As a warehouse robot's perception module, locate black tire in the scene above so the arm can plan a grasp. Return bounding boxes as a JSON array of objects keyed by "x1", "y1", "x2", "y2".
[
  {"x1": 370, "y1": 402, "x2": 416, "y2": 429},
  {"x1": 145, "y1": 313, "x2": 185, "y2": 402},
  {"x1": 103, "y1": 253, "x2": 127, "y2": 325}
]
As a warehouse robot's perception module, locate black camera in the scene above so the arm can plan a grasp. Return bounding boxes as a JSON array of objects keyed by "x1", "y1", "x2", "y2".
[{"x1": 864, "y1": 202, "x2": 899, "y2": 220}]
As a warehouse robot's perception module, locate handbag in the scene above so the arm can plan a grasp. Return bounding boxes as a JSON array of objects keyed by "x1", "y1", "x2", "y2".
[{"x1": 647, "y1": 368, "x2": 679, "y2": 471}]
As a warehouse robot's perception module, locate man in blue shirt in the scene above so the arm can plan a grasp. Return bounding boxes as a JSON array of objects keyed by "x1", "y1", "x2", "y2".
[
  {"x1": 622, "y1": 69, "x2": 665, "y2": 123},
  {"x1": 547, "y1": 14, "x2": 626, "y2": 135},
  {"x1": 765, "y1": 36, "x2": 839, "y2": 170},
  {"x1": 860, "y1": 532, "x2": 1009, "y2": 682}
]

» WRITTEN INSTRUCTION
List every line of the listing above that contains the word "Return". Only matches with the same capitalization count.

» WRITTEN ANSWER
As a warehouse robot's perception module, locate black tire in the scene above so the arm can plan a grasp. Return bounding boxes as a JSON array of objects keyed by "x1", "y1", "x2", "y2".
As a warehouse robot's perception module, locate black camera in the scene above so the arm can plan a grasp. Return bounding boxes as a JSON array of objects keyed by "x1", "y1", "x2", "y2".
As a warehouse robot's perception module, locate handbag in the scene above so the arm can plan a grasp. Return bounding boxes as a JSON array of objects keyed by "x1", "y1", "x2", "y2".
As a warehouse robot's perception module, locate man in blue shirt in the scene above so the arm can plan a grasp. Return bounding boxes as a JSON array of objects keyed by "x1", "y1", "x2", "y2".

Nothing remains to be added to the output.